[EXCERPT PROVIDED — start]

ROCm/docs/how-to/rocm-for-ai/training/benchmark-docker/previous-versions/pytorch-training-v25.6.rst

:orphan:

.. meta::
   :description: How to train a model using PyTorch for ROCm.
   :keywords: ROCm, AI, LLM, train, PyTorch, torch, Llama, flux, tutorial, docker

**************************************
Training a model with PyTorch for ROCm
**************************************

.. caution::

   This documentation does not reflect the latest version of ROCm vLLM
   performance benchmark documentation. See :doc:`../pytorch-training` for the latest version.

PyTorch is an open-source machine learning framework that is widely used for
model training with GPU-optimized components for transformer-based models.

The `PyTorch for ROCm training Docker <https://hub.docker.com/layers/rocm/pytorch-training/v25.6/images/sha256-a4cea3c493a4a03d199a3e81960ac071d79a4a7a391aa9866add3b30a7842661>`_
(``rocm/pytorch-training:v25.6``) image provides a prebuilt optimized environment for fine-tuning and pretraining a
model on AMD Instinct MI325X and MI300X accelerators. It includes the following software components to accelerate
training workloads:

+--------------------------+--------------------------------+
| Software component       | Version                        |
+==========================+================================+
| ROCm                     | 6.3.4                          |
+--------------------------+--------------------------------+
| PyTorch                  | 2.8.0a0+git7d205b2             |
+--------------------------+--------------------------------+
| Python                   | 3.10.17                        |
+--------------------------+--------------------------------+
| Transformer Engine       | 1.14.0+2f85f5f2                |
+--------------------------+--------------------------------+
| Flash Attention          | 3.0.0.post1                    |
+--------------------------+--------------------------------+
| hipBLASLt                | 0.15.0-8c6919d                 |
+--------------------------+--------------------------------+
| Triton                   | 3.3.0                          |
+--------------------------+--------------------------------+

.. _amd-pytorch-training-model-support-v256:

Supported models
================

The following models are pre-optimized for performance on the AMD Instinct MI325X and MI300X accelerators.

.. datatemplate:yaml:: /data/how-to/rocm-for-ai/training/previous-versions/pytorch-training-v25.6-benchmark-models.yaml

   {% set unified_docker = data.unified_docker.latest %}
   {% set model_groups = data.model_groups %}

   .. raw:: html

      <div id="vllm-benchmark-ud-params-picker" class="container-fluid">
        <div class="row">
          <div class="col-2 me-2 model-param-head">Workload</div>
          <div class="row col-10">
   {% for model_group in model_groups %}
            <div class="col-6 model-param" data-param-k="model-group" data-param-v="{{ model_group.tag }}" tabindex="0">{{ model_group.group }}</div>
   {% endfor %}
          </div>
        </div>

        <div class="row mt-1">
          <div class="col-2 me-2 model-param-head">Model</div>
          <div class="row col-10">
   {% for model_group in model_groups %}
      {% set models = model_group.models %}
      {% for model in models %}
         {% if models|length % 3 == 0 %}
            <div class="col-4 model-param" data-param-k="model" data-param-v="{{ model.mad_tag }}" data-param-group="{{ model_group.tag }}" tabindex="0">{{ model.model }}</div>
         {% else %}
            <div class="col-6 model-param" data-param-k="model" data-param-v="{{ model.mad_tag }}" data-param-group="{{ model_group.tag }}" tabindex="0">{{ model.model }}</div>
         {% endif %}
      {% endfor %}
   {% endfor %}
          </div>
        </div>
      </div>

   .. note::

      Some models require an external license agreement through a third party (for example, Meta).

[EXCERPT PROVIDED — finish]

== PROBLEMS TO WORK ON ==
a) Translate this sentence from the PyTorch for ROCm training page into Spanish: "PyTorch is an open-source machine learning framework that is widely used for model training with GPU-optimized components for transformer-based models."
b) Write the next part of the PyTorch for ROCm training page, starting after its note on models that require an external license agreement.

[RECORDS SHOWN — start]

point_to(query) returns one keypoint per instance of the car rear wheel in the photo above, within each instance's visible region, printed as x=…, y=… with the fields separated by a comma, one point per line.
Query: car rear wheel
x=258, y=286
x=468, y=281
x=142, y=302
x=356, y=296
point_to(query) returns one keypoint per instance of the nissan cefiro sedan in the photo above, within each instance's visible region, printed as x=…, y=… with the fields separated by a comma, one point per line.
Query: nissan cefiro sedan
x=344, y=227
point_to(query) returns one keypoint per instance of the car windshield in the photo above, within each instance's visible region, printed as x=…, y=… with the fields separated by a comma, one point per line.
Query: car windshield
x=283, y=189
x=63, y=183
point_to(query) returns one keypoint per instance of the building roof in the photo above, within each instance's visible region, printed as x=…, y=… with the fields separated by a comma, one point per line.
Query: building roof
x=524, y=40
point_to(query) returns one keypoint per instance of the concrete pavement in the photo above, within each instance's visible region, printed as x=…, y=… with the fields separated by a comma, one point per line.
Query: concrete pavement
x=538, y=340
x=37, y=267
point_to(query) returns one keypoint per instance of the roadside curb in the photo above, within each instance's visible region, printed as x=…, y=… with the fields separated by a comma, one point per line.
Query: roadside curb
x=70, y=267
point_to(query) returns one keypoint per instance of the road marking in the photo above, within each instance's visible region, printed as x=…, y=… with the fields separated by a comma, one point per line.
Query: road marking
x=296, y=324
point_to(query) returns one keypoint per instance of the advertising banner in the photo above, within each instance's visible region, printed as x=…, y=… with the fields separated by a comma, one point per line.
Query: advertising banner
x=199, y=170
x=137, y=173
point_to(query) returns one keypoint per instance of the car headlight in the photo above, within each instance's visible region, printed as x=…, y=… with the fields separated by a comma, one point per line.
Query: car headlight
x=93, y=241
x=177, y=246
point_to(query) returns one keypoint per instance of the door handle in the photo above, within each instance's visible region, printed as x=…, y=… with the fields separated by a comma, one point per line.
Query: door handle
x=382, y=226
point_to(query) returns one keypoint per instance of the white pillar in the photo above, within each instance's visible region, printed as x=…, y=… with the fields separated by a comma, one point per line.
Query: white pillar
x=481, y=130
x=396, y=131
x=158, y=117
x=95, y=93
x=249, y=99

[RECORDS SHOWN — finish]

== YOUR WRITTEN ANSWERS ==
a) PyTorch es un marco de aprendizaje automático de código abierto ampliamente utilizado para el entrenamiento de modelos, con componentes optimizados para GPU destinados a modelos basados en transformadores.

b)
   .. _amd-pytorch-training-performance-measurements-v256:

   Performance measurements
   ========================

   To evaluate performance, the
   `Performance results with AMD ROCm software <https://www.amd.com/en/developer/resources/rocm-hub/dev-ai/performance-results.html#tabs-a8deaeb413-item-21cea50186-tab>`_
   page provides reference throughput and latency measurements for training
   popular AI models.

   .. note::

      The performance data presented in
      `Performance results with AMD ROCm software <https://www.amd.com/en/developer/resources/rocm-hub/dev-ai/performance-results.html#tabs-a8deaeb413-item-21cea50186-tab>`_
      should not be interpreted as the peak performance achievable by AMD
      Instinct MI325X and MI300X accelerators or ROCm software.

   System validation
   =================

   Before running AI workloads, it's important to validate that your AMD hardware is configured
   correctly and performing optimally.

   If you have already validated your system settings, including aspects like NUMA auto-balancing, you
   can skip this step. Otherwise, complete the procedures in the :ref:`System validation and
   optimization <rocm-for-ai-system-optimization>` guide to properly configure your system settings
   before starting training.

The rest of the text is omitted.